Object pointing dataset rows:
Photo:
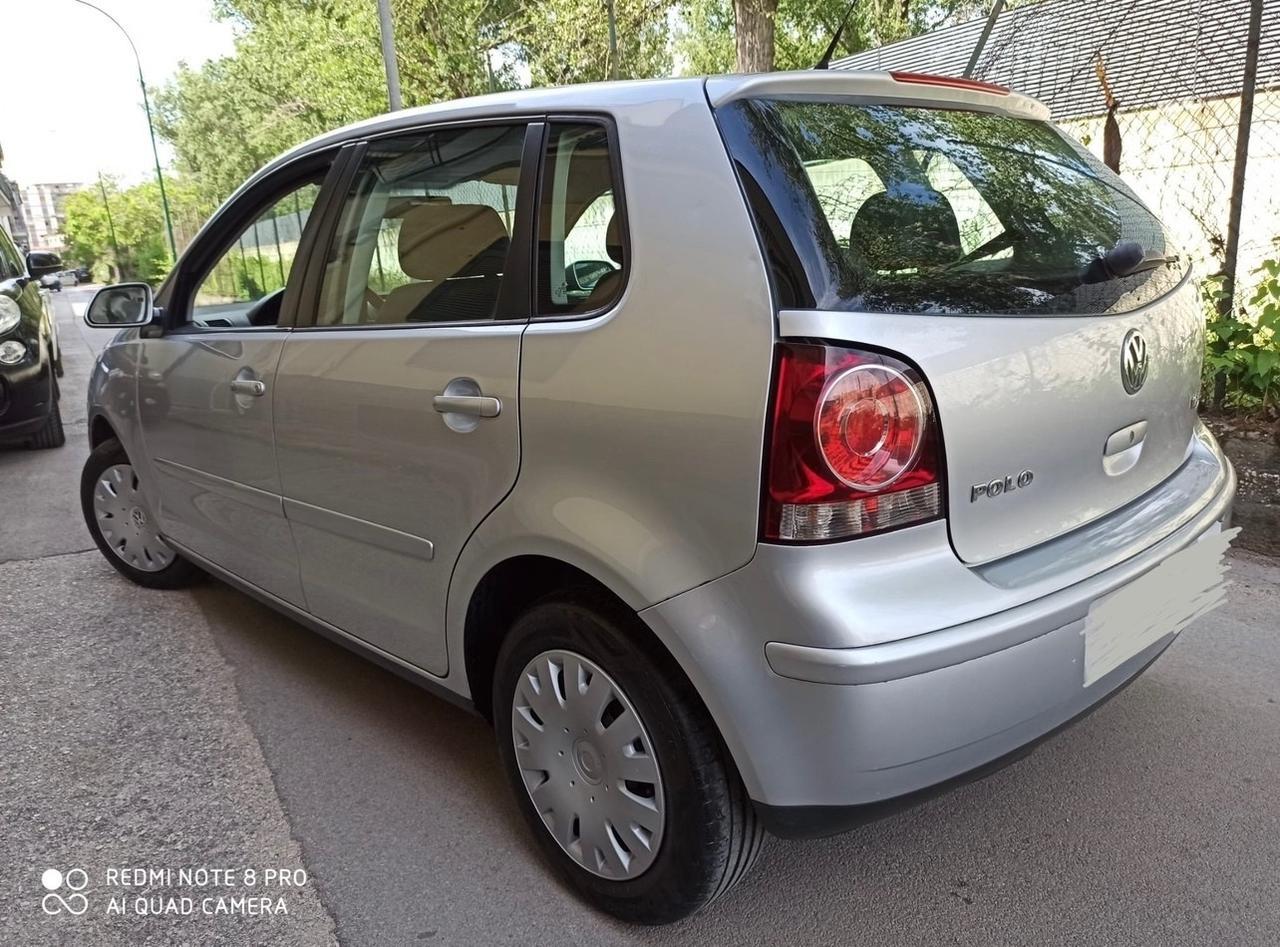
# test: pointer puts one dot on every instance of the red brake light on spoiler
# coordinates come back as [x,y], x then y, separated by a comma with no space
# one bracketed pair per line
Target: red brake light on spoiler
[950,82]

- _PROBLEM TO SOLVE_: Rewrite the items above, swapping every "spoiler" for "tailgate" and keeping everything else the same. Omit the pictures from your answer.

- _EXERCISE RESULT_:
Photo:
# test: pointer puts one dot on every instance of the red brake light on tailgate
# coordinates come back as [x,y], x then y, separated by a comma with no space
# one bracketed pair per line
Target: red brake light on tailgate
[950,82]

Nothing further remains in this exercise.